• [LISTED ENTRIES]
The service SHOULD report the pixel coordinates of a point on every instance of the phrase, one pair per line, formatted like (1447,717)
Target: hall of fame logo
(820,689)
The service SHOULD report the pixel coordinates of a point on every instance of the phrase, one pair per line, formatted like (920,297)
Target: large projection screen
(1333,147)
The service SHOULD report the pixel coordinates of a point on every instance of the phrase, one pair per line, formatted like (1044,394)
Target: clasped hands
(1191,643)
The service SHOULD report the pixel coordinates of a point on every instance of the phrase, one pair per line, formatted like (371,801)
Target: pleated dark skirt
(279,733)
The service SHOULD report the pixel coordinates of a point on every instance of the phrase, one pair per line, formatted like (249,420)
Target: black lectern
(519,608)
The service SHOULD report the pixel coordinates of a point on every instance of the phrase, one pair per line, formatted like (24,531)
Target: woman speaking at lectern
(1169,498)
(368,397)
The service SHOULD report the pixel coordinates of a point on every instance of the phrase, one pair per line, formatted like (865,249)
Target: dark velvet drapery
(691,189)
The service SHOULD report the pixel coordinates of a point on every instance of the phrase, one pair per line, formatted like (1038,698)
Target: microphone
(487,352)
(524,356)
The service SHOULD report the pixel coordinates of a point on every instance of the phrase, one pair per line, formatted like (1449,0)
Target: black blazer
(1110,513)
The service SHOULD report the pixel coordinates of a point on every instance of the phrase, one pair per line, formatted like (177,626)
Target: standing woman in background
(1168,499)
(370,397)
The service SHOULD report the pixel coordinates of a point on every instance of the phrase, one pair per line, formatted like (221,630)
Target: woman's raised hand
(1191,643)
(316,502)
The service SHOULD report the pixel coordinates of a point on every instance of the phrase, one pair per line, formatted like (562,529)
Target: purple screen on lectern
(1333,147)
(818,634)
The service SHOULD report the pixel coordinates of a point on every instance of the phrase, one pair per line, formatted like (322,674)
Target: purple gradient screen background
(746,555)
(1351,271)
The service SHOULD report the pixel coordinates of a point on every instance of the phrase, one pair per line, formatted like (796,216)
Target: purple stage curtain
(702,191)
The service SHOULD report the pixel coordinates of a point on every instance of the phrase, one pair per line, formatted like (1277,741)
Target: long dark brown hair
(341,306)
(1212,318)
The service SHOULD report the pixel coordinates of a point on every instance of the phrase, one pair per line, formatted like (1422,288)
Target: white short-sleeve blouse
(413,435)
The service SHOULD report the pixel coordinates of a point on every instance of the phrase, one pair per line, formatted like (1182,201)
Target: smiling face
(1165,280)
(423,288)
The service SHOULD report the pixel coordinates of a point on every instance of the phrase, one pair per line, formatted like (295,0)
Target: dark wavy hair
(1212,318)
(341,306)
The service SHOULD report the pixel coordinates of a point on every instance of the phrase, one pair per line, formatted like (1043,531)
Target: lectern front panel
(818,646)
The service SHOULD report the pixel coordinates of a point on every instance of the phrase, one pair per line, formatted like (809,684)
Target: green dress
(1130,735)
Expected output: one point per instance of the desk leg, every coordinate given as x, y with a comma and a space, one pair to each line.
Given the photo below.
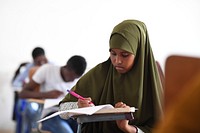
79, 128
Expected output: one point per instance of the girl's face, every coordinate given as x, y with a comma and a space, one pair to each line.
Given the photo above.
121, 60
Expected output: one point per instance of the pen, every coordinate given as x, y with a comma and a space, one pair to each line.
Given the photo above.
78, 96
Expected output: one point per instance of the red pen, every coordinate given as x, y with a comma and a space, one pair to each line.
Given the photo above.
78, 96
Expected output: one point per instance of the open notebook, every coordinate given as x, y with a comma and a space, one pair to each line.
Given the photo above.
100, 109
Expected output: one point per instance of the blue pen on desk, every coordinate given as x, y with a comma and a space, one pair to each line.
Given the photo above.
78, 96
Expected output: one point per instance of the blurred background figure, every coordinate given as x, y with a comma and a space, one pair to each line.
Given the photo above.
53, 82
21, 75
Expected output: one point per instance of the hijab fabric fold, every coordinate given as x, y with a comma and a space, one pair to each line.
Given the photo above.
140, 87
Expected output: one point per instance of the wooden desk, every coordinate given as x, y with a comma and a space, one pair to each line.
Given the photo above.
102, 117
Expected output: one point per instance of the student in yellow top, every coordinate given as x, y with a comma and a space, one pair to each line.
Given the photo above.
128, 78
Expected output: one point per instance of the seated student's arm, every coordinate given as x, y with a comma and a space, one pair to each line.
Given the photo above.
30, 91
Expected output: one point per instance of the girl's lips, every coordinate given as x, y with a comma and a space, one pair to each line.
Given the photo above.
119, 68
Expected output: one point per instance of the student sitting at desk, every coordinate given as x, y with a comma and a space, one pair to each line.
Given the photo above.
54, 82
129, 77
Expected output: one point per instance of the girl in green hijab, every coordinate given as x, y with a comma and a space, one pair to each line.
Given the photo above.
128, 78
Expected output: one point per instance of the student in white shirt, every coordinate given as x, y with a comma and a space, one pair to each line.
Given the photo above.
54, 82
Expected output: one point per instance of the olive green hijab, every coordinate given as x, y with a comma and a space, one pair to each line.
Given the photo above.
140, 87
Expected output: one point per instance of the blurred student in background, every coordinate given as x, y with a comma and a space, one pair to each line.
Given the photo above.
21, 74
54, 82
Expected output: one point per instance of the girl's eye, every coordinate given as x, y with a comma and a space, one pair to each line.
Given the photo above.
125, 54
113, 53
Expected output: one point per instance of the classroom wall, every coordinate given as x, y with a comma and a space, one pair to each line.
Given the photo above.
65, 28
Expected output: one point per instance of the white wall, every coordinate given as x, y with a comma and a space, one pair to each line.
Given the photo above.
65, 28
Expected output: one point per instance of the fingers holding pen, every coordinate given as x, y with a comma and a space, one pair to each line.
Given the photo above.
86, 102
121, 105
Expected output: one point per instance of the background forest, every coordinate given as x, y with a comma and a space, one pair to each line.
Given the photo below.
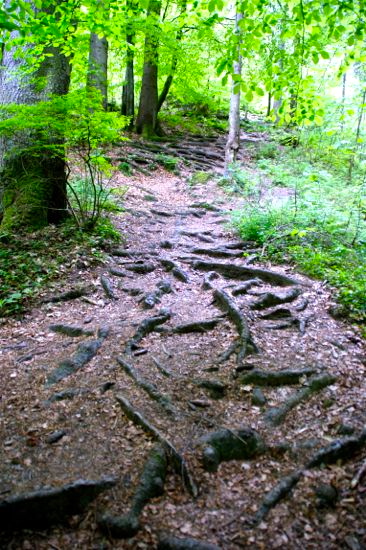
79, 77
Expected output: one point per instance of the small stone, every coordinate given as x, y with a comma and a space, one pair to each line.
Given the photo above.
200, 403
327, 496
258, 398
345, 429
119, 527
166, 244
107, 386
54, 437
142, 351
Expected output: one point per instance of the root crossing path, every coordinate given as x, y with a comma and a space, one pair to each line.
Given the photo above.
182, 395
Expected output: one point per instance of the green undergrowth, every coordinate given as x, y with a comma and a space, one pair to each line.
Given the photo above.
318, 223
29, 262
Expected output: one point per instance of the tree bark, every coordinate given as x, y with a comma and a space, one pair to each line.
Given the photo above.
128, 91
169, 80
233, 140
97, 77
32, 185
148, 106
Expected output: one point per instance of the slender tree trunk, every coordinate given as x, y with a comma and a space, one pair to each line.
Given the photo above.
173, 67
128, 91
97, 77
269, 104
343, 104
148, 106
233, 140
33, 185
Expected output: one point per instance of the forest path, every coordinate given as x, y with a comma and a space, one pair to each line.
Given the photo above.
188, 338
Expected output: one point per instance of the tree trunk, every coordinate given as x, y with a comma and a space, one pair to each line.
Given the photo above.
128, 91
32, 184
148, 107
97, 77
233, 140
169, 80
269, 104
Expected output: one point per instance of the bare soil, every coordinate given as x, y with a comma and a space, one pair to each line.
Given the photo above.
163, 222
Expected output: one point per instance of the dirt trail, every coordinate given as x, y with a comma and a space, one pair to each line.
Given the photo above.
198, 338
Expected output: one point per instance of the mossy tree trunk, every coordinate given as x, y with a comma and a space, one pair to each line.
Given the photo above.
233, 139
32, 184
128, 91
148, 108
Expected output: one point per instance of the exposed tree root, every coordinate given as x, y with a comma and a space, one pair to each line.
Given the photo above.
85, 352
278, 493
118, 272
169, 542
344, 449
68, 295
270, 299
207, 280
216, 388
233, 271
177, 461
277, 415
151, 299
217, 252
141, 268
151, 485
47, 507
196, 326
175, 270
245, 344
161, 368
276, 314
71, 330
107, 287
275, 378
339, 449
243, 288
145, 327
149, 388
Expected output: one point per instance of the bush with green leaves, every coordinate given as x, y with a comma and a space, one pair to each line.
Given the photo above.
74, 128
320, 226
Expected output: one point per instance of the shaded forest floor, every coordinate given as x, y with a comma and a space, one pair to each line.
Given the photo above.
182, 338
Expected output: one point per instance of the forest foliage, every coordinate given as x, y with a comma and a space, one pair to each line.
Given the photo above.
303, 73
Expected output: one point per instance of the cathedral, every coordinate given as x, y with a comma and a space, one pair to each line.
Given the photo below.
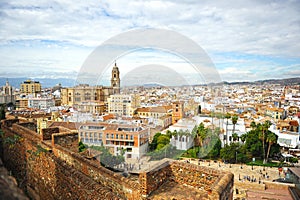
92, 99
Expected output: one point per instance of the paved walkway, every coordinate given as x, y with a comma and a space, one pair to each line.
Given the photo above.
248, 180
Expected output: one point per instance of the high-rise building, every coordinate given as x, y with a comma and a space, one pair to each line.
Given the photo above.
7, 94
178, 111
115, 79
30, 87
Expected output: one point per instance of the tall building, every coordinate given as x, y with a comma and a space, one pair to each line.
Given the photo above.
178, 111
30, 87
7, 94
115, 79
123, 105
91, 98
130, 138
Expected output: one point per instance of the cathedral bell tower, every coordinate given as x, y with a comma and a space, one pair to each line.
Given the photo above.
115, 79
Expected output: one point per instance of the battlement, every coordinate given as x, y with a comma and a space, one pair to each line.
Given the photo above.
48, 166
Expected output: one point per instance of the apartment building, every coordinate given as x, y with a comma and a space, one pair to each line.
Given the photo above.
30, 87
123, 105
129, 138
41, 103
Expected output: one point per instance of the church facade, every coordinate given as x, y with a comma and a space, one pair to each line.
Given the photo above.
91, 99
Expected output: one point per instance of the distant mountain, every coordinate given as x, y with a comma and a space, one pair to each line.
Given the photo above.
45, 82
286, 81
68, 82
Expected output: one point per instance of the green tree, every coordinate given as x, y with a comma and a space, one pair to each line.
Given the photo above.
81, 147
227, 116
253, 144
169, 133
271, 139
235, 137
234, 120
2, 111
163, 139
263, 128
215, 151
153, 144
243, 138
253, 125
201, 134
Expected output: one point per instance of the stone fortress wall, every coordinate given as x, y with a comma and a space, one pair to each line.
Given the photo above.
47, 166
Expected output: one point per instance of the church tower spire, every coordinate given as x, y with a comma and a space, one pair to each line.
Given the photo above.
115, 79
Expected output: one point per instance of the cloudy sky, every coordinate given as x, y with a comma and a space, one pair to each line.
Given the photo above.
246, 40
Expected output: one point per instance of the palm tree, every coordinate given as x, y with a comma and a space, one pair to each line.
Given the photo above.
253, 125
266, 126
227, 116
235, 137
201, 134
263, 128
271, 139
243, 137
234, 121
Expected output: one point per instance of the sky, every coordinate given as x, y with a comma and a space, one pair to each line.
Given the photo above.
246, 40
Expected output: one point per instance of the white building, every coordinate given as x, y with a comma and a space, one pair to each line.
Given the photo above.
186, 140
41, 103
123, 105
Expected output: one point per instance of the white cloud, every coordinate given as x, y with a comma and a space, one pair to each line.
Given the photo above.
267, 28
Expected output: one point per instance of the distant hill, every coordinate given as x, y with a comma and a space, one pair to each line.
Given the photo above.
67, 82
286, 81
46, 82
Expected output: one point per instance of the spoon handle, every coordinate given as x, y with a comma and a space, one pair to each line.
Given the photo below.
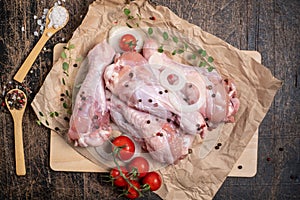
19, 149
22, 72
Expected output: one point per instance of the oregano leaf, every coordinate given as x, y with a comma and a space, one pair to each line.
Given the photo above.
175, 39
63, 55
180, 51
210, 59
65, 66
150, 31
71, 46
160, 49
127, 12
165, 35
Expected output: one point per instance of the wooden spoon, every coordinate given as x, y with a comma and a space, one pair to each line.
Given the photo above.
47, 34
17, 107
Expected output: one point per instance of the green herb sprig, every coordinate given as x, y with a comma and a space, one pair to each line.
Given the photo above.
201, 55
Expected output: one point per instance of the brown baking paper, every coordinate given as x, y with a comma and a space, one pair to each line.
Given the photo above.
193, 177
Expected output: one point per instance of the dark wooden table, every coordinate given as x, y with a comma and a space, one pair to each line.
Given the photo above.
270, 27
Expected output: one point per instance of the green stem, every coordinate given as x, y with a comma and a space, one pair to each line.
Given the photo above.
115, 152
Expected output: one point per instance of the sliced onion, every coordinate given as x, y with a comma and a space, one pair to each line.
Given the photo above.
165, 83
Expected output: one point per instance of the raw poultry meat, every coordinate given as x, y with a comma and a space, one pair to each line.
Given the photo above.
140, 88
161, 103
221, 101
164, 141
90, 120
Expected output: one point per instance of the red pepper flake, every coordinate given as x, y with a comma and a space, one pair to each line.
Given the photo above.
280, 149
159, 134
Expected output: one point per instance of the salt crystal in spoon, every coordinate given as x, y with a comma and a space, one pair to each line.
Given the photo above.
57, 18
16, 101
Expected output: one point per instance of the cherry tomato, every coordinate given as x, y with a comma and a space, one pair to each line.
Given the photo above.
127, 42
119, 181
132, 193
138, 165
153, 180
127, 145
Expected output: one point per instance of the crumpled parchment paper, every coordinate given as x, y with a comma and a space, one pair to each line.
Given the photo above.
193, 177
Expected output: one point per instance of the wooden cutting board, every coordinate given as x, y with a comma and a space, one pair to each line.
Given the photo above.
65, 158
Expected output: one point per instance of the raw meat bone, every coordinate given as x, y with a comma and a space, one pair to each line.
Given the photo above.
135, 84
163, 140
90, 122
221, 102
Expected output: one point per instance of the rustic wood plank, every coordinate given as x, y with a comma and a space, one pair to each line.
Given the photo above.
271, 27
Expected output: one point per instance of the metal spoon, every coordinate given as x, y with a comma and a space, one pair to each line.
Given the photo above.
16, 107
47, 34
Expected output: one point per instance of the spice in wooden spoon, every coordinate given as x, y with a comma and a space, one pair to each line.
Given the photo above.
56, 19
16, 101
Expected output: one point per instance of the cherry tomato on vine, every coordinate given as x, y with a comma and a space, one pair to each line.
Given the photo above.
153, 180
127, 147
132, 193
127, 42
118, 180
139, 166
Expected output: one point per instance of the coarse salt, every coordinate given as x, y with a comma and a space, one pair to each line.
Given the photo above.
58, 17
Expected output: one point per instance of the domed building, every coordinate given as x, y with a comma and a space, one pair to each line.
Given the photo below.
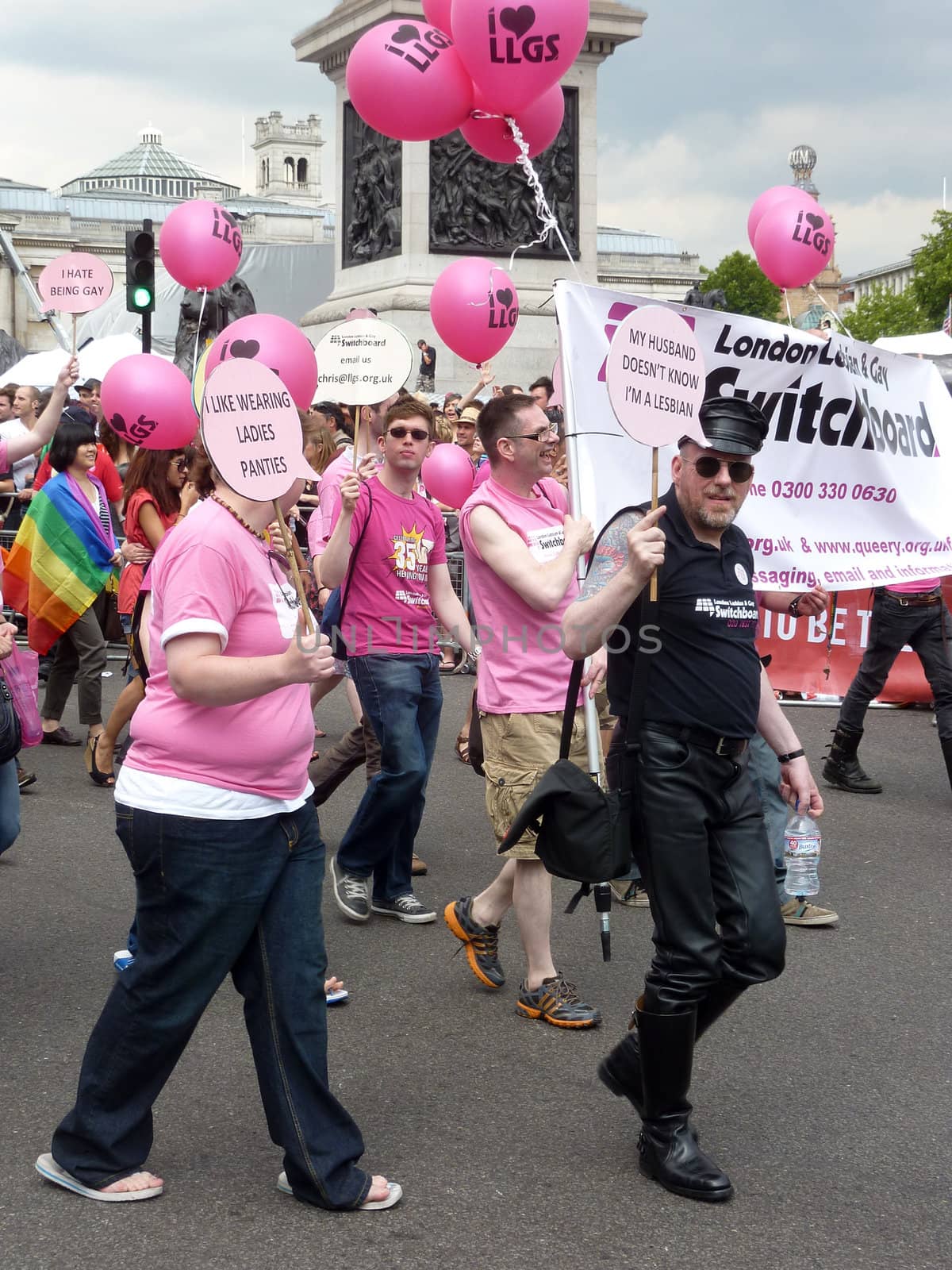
149, 168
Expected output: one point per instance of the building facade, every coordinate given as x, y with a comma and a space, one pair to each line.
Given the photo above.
647, 264
94, 211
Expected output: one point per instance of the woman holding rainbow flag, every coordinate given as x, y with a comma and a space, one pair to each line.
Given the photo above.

• [THE REQUEST]
Leaving out every picture, transcribe exactly the lines from the line that contains "cherry tomato, every" through the final line of the entries above.

• [EXERCISE RESULT]
Expected output: one point per instance of the cherry tomato, every coordinate given as x, y with a comma and a space, one pair to each line.
Given the photo above.
127, 42
119, 181
132, 193
138, 165
153, 180
127, 145
Expected output: one point per instance of the crumpled parchment paper, every coordinate given as x, y with a comma and a space, one pair to each line.
Given the photo above.
193, 177
Expected output: one point per instance of the wooden cutting board, every coordinate given as x, y with a comma and a space, one pair to each line.
Given the photo above.
65, 158
Expected output: one point per instance of the raw meat bone, every coordinate given as x, y with a comma and a space, one pair to each line.
Given the photo above.
135, 84
163, 140
90, 122
221, 102
Expected output: one point per instance of the rustic wood plank, every coordinate given as x, y with a comma and a space, one pair to each line.
Given the photo above.
271, 27
Expected output: one point per instance of the metal spoon, every coordinate given as x, y with a comma and a space, one pair to each line.
Given the photo above.
16, 107
47, 34
Expected output: one point per instance of the spice in wooden spoon, every coordinate given as x, y with a comma and a space, one pair to each line.
Given the photo above.
56, 19
16, 101
Expected output: one point per instance of the cherry tomato on vine, every coordinate given as x, y with a comma and a space, one pair to each line.
Given the photo above.
153, 180
127, 147
132, 193
127, 42
118, 180
139, 166
Expected output: one point per instance of the coarse salt, every coordinate given as x, y with a comma and a space, one pair to each line.
Given the photo above.
58, 17
Expected output: one point per instance of the domed building, every coordinate given as x, y with a comma and a space, one pair to each line.
Given the photo below.
149, 168
Expected output: one point per instance of the building facade, every coordinate given as x, y with a comma and a space, one pair to each line.
Given the photo above.
647, 264
94, 211
Expected output: one point per instance of the woman holding rainbow flag, every coordinate given as x, y with a comma and a space, one pair to each line.
Given the photo above.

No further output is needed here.